== 読解本文 ==

高市早苗首相が26日の党首討論で、企業・団体献金規制に関する質問に「そんなことより(衆院)定数削減を」と発言したことを受け、野党各党から27日、反発が相次いだ。中小野党では、与党が比例代表を削減対象と想定していることに反対論も続出。あくまで献金規制の早期実現を求める構えで、「政治とカネ」を巡る対決構図が再び鮮明化してきた。
 「企業献金規制は『そんなこと』なのか。疑問を感じざるを得なかった」。27日、批判の口火を切ったのは公明党の斉藤鉄夫代表だ。
 企業献金見直しについての不一致などから自民党とたもとを分かった公明にとって、首相発言は「とても見過ごせない」(党関係者)。公明と共に企業献金の受け皿を限定する法案を国会に提出した国民民主党幹部も、「あれは良くない」(幹部)と眉をひそめた。
 党首討論で首相に質問した立憲民主党の野田佳彦代表は党会合で、「われわれは『そんなこと』を重視して戦う」と宣言した。立民は27日、国公案を大筋で了承。今国会成立へ3党が足並みをそろえた。
 チームみらいの安野貴博党首は記者会見で、国公案への賛成について「可能性はある」と語った。

===
== 生データ ==

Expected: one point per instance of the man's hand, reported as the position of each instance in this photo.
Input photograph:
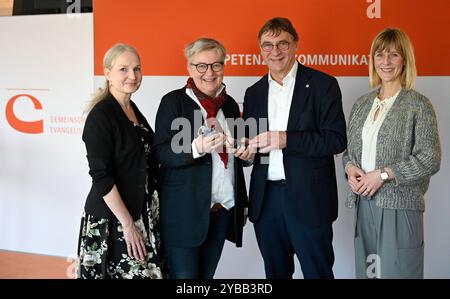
(245, 152)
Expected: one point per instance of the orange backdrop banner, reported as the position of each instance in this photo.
(335, 36)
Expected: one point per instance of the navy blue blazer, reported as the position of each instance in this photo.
(185, 196)
(315, 132)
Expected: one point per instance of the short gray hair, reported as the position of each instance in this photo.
(204, 44)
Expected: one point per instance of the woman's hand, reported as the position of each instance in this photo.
(135, 241)
(369, 183)
(353, 174)
(210, 143)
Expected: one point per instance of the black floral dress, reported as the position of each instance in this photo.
(102, 251)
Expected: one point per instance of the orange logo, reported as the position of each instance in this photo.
(30, 127)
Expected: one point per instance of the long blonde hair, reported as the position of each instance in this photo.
(401, 42)
(108, 62)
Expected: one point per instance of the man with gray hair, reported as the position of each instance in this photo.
(293, 190)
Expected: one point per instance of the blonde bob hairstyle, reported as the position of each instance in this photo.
(108, 62)
(402, 44)
(204, 44)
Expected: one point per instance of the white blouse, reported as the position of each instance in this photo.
(370, 131)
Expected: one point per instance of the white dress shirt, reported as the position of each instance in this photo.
(370, 131)
(280, 98)
(222, 189)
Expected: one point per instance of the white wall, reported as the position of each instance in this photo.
(43, 177)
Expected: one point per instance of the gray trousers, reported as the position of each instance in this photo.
(388, 242)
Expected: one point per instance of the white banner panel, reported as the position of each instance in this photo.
(46, 76)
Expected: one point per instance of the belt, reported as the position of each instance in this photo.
(216, 207)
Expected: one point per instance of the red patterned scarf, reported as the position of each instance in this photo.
(212, 106)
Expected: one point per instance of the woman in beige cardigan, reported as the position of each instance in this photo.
(393, 150)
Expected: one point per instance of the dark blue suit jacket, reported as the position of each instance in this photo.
(185, 195)
(315, 132)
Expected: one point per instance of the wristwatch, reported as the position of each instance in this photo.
(384, 176)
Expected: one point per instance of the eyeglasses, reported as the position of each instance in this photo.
(203, 67)
(282, 46)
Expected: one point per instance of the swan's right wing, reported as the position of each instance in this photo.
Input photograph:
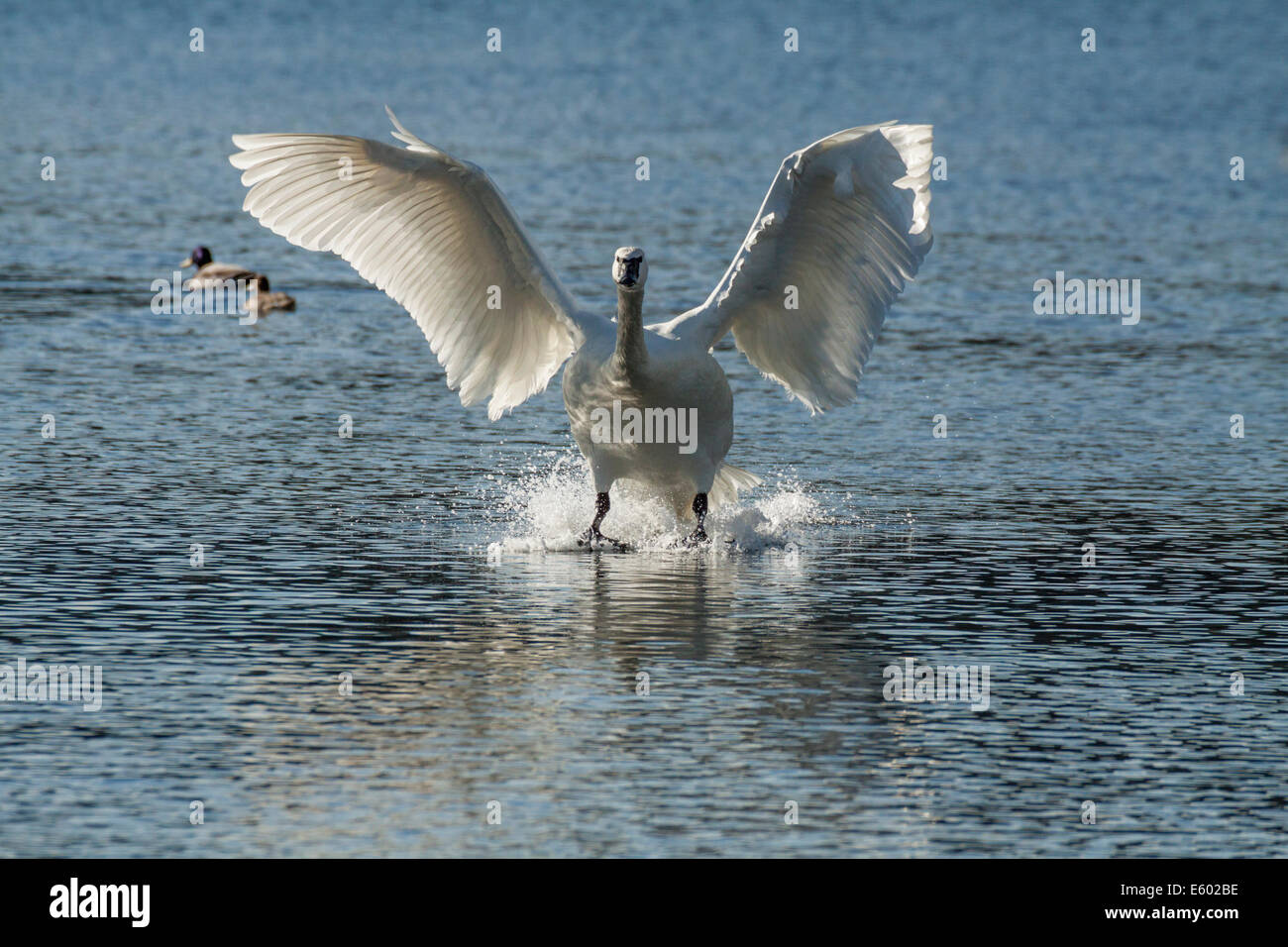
(436, 235)
(844, 224)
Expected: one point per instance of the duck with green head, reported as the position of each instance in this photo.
(211, 274)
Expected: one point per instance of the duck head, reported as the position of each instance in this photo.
(200, 258)
(630, 268)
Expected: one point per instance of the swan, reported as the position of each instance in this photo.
(211, 274)
(844, 226)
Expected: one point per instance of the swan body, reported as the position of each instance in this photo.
(845, 224)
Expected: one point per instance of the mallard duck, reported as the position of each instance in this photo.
(263, 300)
(214, 274)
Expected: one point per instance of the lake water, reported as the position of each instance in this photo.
(430, 556)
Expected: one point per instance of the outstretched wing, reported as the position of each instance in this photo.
(436, 235)
(844, 226)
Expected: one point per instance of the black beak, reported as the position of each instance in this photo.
(631, 273)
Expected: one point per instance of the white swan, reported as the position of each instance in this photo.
(844, 224)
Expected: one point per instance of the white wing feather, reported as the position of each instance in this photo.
(846, 222)
(436, 235)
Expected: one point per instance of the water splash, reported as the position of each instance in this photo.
(550, 506)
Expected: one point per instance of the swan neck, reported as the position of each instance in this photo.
(631, 352)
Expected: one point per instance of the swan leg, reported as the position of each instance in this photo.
(592, 534)
(699, 510)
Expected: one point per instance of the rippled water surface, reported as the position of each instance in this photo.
(430, 556)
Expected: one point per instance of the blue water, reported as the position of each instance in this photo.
(429, 554)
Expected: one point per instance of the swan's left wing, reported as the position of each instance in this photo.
(844, 226)
(436, 235)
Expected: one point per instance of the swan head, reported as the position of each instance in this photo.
(200, 258)
(630, 268)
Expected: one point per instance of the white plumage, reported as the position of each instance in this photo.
(841, 230)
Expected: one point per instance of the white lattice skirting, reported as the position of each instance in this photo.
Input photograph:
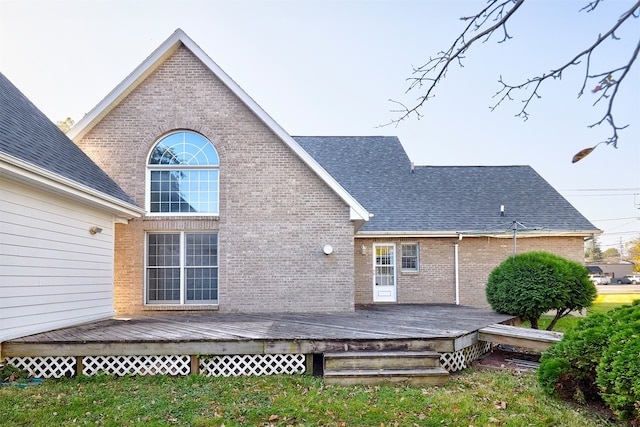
(45, 367)
(252, 364)
(211, 366)
(462, 359)
(222, 366)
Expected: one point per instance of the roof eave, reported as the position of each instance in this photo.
(179, 37)
(478, 233)
(17, 169)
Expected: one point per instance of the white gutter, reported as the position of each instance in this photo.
(507, 234)
(15, 168)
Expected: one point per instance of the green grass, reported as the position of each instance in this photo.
(569, 322)
(478, 398)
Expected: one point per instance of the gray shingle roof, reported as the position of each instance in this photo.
(377, 172)
(26, 133)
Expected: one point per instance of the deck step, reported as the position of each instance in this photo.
(381, 360)
(520, 337)
(384, 367)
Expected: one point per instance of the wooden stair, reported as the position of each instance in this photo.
(384, 367)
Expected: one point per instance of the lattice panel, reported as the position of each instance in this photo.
(461, 359)
(136, 365)
(252, 364)
(45, 367)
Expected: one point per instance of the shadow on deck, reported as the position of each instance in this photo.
(245, 344)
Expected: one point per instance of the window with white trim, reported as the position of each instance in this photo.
(182, 268)
(183, 176)
(410, 257)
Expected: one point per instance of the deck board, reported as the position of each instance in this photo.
(379, 326)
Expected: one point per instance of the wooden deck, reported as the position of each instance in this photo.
(441, 328)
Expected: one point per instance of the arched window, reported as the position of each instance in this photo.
(183, 176)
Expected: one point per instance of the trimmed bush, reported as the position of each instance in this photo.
(531, 284)
(599, 359)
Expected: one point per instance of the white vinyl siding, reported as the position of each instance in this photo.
(53, 272)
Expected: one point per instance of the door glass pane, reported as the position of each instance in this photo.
(385, 266)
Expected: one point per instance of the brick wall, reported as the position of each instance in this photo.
(435, 282)
(275, 213)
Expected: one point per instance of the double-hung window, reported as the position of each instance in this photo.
(183, 176)
(410, 259)
(182, 268)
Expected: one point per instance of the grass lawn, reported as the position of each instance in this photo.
(472, 398)
(602, 304)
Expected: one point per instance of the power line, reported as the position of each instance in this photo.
(601, 189)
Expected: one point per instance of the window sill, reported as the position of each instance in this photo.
(176, 307)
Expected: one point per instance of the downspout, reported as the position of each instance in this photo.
(455, 272)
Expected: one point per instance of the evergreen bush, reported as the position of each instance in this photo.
(531, 284)
(599, 359)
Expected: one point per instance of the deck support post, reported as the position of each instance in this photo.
(308, 364)
(79, 366)
(195, 365)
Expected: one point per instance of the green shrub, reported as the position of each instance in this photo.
(531, 284)
(599, 359)
(619, 372)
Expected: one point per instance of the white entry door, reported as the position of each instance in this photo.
(384, 276)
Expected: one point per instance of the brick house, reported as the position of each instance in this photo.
(242, 217)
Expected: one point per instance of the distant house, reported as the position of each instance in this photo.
(239, 216)
(57, 216)
(612, 270)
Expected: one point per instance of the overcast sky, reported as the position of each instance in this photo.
(331, 67)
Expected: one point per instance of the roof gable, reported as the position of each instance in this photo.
(28, 137)
(157, 58)
(442, 199)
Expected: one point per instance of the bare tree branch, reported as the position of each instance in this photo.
(443, 60)
(495, 17)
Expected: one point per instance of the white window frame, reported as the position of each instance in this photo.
(182, 267)
(153, 168)
(402, 256)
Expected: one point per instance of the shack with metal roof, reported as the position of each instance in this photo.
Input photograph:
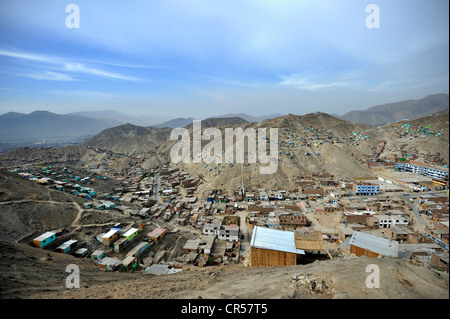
(372, 246)
(271, 247)
(44, 239)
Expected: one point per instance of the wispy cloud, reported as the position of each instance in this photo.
(81, 68)
(304, 84)
(62, 64)
(83, 94)
(50, 76)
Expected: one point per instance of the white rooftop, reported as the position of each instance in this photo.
(130, 231)
(280, 240)
(375, 244)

===

» 課題と演習:
• a. 次の(i)〜(iii)が党首討論の記事の内容と一致するか、それぞれ「はい」か「いいえ」で答え、根拠となる記事中の語句をそのまま引用してください。(i) 27日に最初に批判を口にしたのは公明党の斉藤鉄夫代表である。(ii) 立憲民主党は国公案を了承しなかった。(iii) チームみらいの安野貴博党首は国公案への賛成の可能性を否定した。
• b. 党首討論の記事を、最後の文の後から引き継いで書き進めてください。

» 各課題の解答:
• a.
(i) はい。「27日、批判の口火を切ったのは公明党の斉藤鉄夫代表だ。」
(ii) いいえ。「立民は27日、国公案を大筋で了承。」
(iii) いいえ。「国公案への賛成について「可能性はある」と語った。」

• b.
 比例に比重を置く野党は定数削減を「小政党つぶし」と見る。企業献金禁止を掲げる共産党の田村智子委員長は会見で、「政治とカネの改革をすり替えたのが定数削減だと(首相)自ら示した」と指摘。れいわ新選組の高井崇志幹事長も会見で「本当に情けない。明確に反対だ」と訴えた。
 自民と日本維新の会は週明けにも、企業献金規制を検討する第三者委員会設置に向け法案を提出する方針。事実上規制を先送りする内容で、与野党の溝は深い。強まる野党の攻勢に、自民中堅は「今国会で定数削減法案を成立させる時間はない」と漏らした。 
〔写真説明〕公明党の中央幹事会で発言する斉藤鉄夫代表=27日午前、東京都新宿区
〔写真説明〕首相官邸に入る高市早苗首相=27日午前、東京・永田町
〔写真説明〕立憲民主党の「次の内閣」であいさつする野田佳彦代表(中央)=27日午後、国会内

(ニュース提供元:時事通信社)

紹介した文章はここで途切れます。